## WHAT IS EXPECTED
Lay out all of the material below as a numbered list, one line per item, skipping blank lines and leaving out the pictures.

(Point annotations for photos)
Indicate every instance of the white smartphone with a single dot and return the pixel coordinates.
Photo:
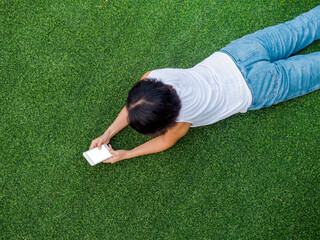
(95, 156)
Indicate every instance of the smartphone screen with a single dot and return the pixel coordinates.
(97, 155)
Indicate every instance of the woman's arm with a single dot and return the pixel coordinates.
(155, 145)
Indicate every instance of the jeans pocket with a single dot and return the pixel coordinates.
(241, 49)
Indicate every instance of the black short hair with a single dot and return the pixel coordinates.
(152, 106)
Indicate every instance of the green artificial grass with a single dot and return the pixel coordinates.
(65, 70)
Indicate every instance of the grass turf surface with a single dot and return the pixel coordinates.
(65, 70)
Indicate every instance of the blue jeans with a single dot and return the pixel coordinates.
(265, 63)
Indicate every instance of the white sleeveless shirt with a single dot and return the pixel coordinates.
(211, 91)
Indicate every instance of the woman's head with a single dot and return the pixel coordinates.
(153, 107)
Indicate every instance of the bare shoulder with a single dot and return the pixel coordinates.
(145, 75)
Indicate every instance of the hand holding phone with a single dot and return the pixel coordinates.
(95, 156)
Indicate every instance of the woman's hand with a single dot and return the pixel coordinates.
(117, 155)
(104, 139)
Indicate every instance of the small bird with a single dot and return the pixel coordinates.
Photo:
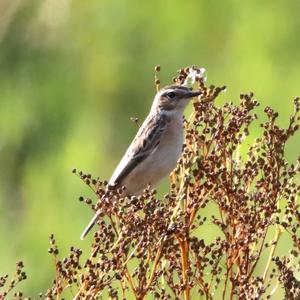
(157, 146)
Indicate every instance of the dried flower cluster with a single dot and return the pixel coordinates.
(149, 246)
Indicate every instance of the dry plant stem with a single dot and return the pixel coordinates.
(184, 248)
(156, 248)
(272, 251)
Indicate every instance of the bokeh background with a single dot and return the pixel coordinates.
(72, 73)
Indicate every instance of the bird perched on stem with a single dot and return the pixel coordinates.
(154, 152)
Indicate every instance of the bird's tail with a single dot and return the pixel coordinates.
(90, 226)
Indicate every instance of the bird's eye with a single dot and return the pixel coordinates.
(171, 95)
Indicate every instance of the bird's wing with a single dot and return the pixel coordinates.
(145, 142)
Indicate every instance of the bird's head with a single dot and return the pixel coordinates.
(173, 98)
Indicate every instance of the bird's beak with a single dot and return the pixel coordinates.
(192, 94)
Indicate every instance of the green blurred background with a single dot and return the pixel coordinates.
(73, 72)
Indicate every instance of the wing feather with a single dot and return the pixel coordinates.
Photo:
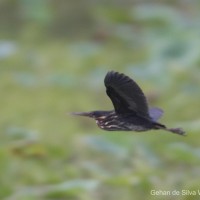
(125, 94)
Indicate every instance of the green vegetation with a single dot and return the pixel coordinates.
(53, 59)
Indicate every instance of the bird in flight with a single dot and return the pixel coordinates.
(131, 111)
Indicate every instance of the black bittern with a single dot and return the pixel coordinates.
(131, 112)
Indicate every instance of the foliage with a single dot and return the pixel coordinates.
(53, 59)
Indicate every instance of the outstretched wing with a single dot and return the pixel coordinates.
(125, 94)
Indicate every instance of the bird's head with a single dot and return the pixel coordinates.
(93, 114)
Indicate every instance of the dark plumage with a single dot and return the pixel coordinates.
(131, 112)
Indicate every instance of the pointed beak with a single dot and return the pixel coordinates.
(85, 114)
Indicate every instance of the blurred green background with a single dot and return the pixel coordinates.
(53, 59)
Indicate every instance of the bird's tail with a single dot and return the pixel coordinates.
(178, 131)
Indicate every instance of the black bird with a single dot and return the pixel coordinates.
(131, 112)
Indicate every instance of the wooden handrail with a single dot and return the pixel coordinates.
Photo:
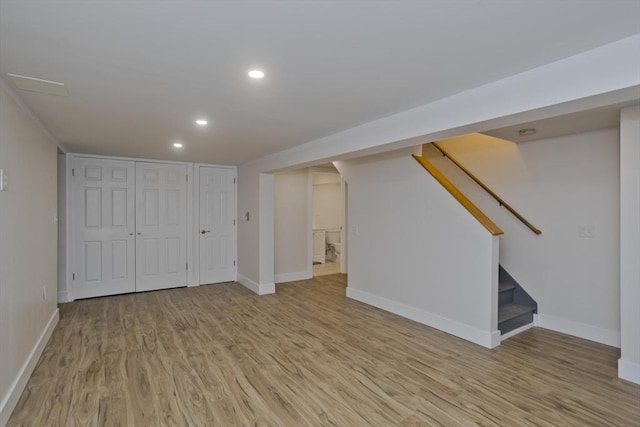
(488, 190)
(457, 194)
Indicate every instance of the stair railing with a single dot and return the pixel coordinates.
(459, 196)
(488, 190)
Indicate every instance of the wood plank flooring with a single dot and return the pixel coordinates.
(220, 355)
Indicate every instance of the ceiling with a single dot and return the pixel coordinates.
(567, 124)
(139, 73)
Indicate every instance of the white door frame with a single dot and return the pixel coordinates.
(343, 234)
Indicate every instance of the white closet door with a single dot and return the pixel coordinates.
(161, 226)
(217, 225)
(103, 227)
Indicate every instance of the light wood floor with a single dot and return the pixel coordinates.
(328, 267)
(220, 355)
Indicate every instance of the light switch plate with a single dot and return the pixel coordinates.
(4, 182)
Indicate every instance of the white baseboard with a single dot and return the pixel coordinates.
(15, 391)
(578, 329)
(292, 277)
(260, 289)
(629, 371)
(63, 296)
(469, 333)
(516, 331)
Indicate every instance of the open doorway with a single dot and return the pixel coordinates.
(328, 215)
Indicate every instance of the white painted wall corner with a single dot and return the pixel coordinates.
(15, 391)
(469, 333)
(578, 329)
(294, 276)
(629, 371)
(260, 289)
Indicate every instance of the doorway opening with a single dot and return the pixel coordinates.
(328, 217)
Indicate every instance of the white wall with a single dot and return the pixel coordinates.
(629, 363)
(255, 235)
(63, 294)
(603, 76)
(414, 250)
(327, 206)
(559, 185)
(291, 226)
(28, 247)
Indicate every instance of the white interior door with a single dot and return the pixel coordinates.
(161, 226)
(103, 227)
(217, 225)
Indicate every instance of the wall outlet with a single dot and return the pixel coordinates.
(586, 231)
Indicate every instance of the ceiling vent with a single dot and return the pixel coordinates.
(32, 84)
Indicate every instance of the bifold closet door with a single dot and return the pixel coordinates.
(217, 225)
(161, 226)
(103, 227)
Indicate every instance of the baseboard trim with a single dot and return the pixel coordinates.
(578, 329)
(460, 330)
(516, 331)
(629, 371)
(260, 289)
(15, 391)
(292, 277)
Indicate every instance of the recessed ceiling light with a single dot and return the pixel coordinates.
(256, 74)
(527, 132)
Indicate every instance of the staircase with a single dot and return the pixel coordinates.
(515, 306)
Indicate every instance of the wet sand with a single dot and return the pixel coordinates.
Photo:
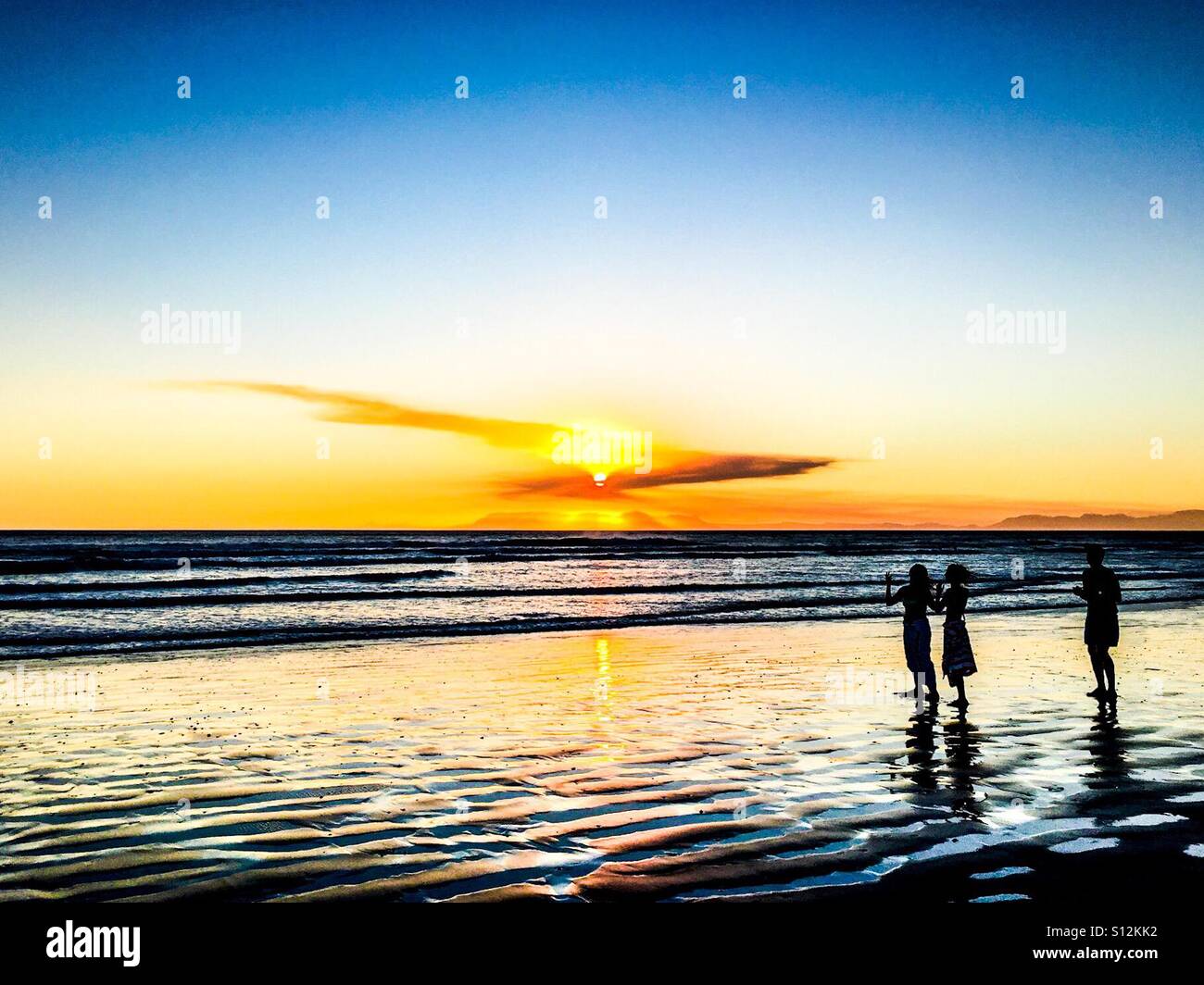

## EXERCISE SOLUTION
1. Indicate every instance of the white smartphone with a single dot and return the pixel coordinates.
2. Photo:
3. (95, 156)
4. Indicate every instance of the smartphone screen with a single dot and return the pixel coordinates.
5. (97, 155)
6. Indicate every instance of the woman's arm with a single dot and return the pixel coordinates.
7. (155, 145)
8. Indicate every instance of the jeans pocket with a single dot and return the pixel coordinates.
9. (241, 49)
10. Indicate every instance of the black short hair with a single dot and return the pixel coordinates.
11. (152, 106)
12. Indicate every instance of the green artificial grass with a single dot and return the pixel coordinates.
13. (65, 70)
14. Indicate every instance of the grass turf surface with a single dot and return the pixel coordinates.
15. (65, 70)
16. Indicate every instance of the blue jeans with a single dot and return the pixel coordinates.
17. (265, 63)
18. Indicate every instance of the white sleeveless shirt with a single dot and return the pixel coordinates.
19. (211, 91)
20. Indicate every instance of the woman's head with a single dot and return the pixel coordinates.
21. (153, 107)
22. Indicate every instance of the bare shoulder with a single dot and return the pixel coordinates.
23. (145, 75)
24. Indicate every instance of the hand holding phone with a single dot and return the pixel coordinates.
25. (95, 156)
26. Indicate every instance of the woman's hand with a single dot and return the pixel coordinates.
27. (117, 155)
28. (104, 139)
29. Indicate every instance of the small bird with a single dot and return the pixel coordinates.
30. Photo:
31. (157, 146)
32. Indicate every instance of the dried flower cluster with a single dot and return the pixel coordinates.
33. (149, 246)
34. Indicate every instance of the dry plant stem with a single dot and return the pixel coordinates.
35. (184, 248)
36. (156, 248)
37. (272, 251)
38. Indicate every instance of the bokeh background with a single dot and return the pixel coordinates.
39. (72, 73)
40. Indicate every instance of the bird perched on stem with a single dot and return the pixel coordinates.
41. (154, 152)
42. Indicate every instance of the bird's tail with a single dot and return the pixel coordinates.
43. (90, 226)
44. Indicate every instance of the bird's eye with a single dot and return the pixel coordinates.
45. (171, 95)
46. Indicate every instance of the bird's wing with a single dot and return the pixel coordinates.
47. (145, 142)
48. Indicate every instance of the bird's head with a single dot and return the pixel coordinates.
49. (173, 98)
50. Indicate every instance of the bird's beak with a single dot and return the pixel coordinates.
51. (192, 94)
52. Indicate every instance of the green blurred background with a single dot and return the pixel coordinates.
53. (73, 72)
54. Indicate every instance of the wing feather with a single dot and return the pixel coordinates.
55. Photo:
56. (125, 94)
57. Indicate every instance of the green vegetation with a single dot and return the pixel coordinates.
58. (53, 59)
59. Indicate every instance of the bird in flight with a single dot and return the pixel coordinates.
60. (131, 111)
61. Indicate every instance of the black bittern with a single dot and return the pixel coordinates.
62. (131, 112)
63. Indicate every instance of the foliage with a single dot and return the pixel coordinates.
64. (53, 59)
65. Indicate every instance of the outstretched wing with a single dot and return the pixel coordinates.
66. (125, 94)
67. Indicate every instance of the bird's head with a single dot and return the pixel coordinates.
68. (93, 114)
69. Indicate every instance of the dark plumage with a single dot and return the pixel coordinates.
70. (131, 112)
71. Indicate every instance of the pointed beak with a single dot and return the pixel coordinates.
72. (85, 114)
73. Indicate every instance of the blurred green background with a single dot and return the pixel coordinates.
74. (53, 59)
75. Indicate every instance of the bird's tail with a single dot and return the pixel coordinates.
76. (178, 131)
77. Indicate every instance of the black bird with a single dot and return the pixel coordinates.
78. (131, 112)
79. Indicate every instance of the wooden handrail with a single dot and return the pixel coordinates.
80. Photo:
81. (488, 190)
82. (457, 194)
83. Indicate every instance of the stair railing with a single dot and return the pixel coordinates.
84. (459, 196)
85. (488, 190)
86. Indicate every instance of the wood plank flooring with a single dot and return the pixel coordinates.
87. (220, 355)
88. Indicate every instance of the ceiling with a single dot and return the pixel coordinates.
89. (567, 124)
90. (139, 73)
91. Indicate every instance of the white door frame with a single dot and return the pixel coordinates.
92. (343, 234)
93. Indicate every instance of the white closet door with a single dot and return the pixel coordinates.
94. (161, 226)
95. (217, 225)
96. (103, 227)
97. Indicate every instance of the light wood floor with a single dot and return the pixel coordinates.
98. (328, 267)
99. (220, 355)
100. Indicate every instance of the light switch plate with a single dot and return the pixel coordinates.
101. (4, 182)
102. Indicate every instance of the white baseboard with a single dot and return the pixel coordinates.
103. (15, 391)
104. (578, 329)
105. (292, 277)
106. (260, 289)
107. (629, 371)
108. (63, 296)
109. (469, 333)
110. (516, 331)
111. Indicate every instance of the open doorway with a single dot and return the pixel coordinates.
112. (328, 215)
113. Indicate every instance of the white painted wall corner with a single dot and return the pixel coordinates.
114. (15, 391)
115. (469, 333)
116. (578, 329)
117. (294, 276)
118. (629, 371)
119. (260, 289)
120. Indicate every instance of the doorway opening with a single dot and return the pixel coordinates.
121. (328, 217)
122. Indicate every instance of the white wall with a single dot and return the pixel coordinates.
123. (629, 363)
124. (255, 235)
125. (63, 294)
126. (603, 76)
127. (414, 250)
128. (327, 206)
129. (559, 185)
130. (291, 226)
131. (28, 247)
132. Indicate every instance of the white interior door with a single dot and return the pixel coordinates.
133. (161, 226)
134. (103, 227)
135. (217, 225)
136. Indicate every instance of the wall outlet with a single dot and return the pixel coordinates.
137. (586, 231)
138. Indicate every instance of the ceiling vent with a single dot and return the pixel coordinates.
139. (32, 84)
140. Indicate every instance of the bifold closet door with a single dot and return the pixel coordinates.
141. (217, 225)
142. (161, 226)
143. (103, 227)
144. Indicate every instance of the baseboard trim with a single dot and return the pixel coordinates.
145. (578, 329)
146. (460, 330)
147. (516, 331)
148. (629, 371)
149. (260, 289)
150. (15, 391)
151. (292, 277)
152. Indicate every instance of the recessed ceiling light with a single dot and return the pixel coordinates.
153. (256, 74)
154. (527, 132)
155. Indicate every instance of the staircase with a single dot and return the pixel coordinates.
156. (515, 306)
157. Indicate every instance of the wet sand with a single dot and return the pixel coordinates.
158. Photo:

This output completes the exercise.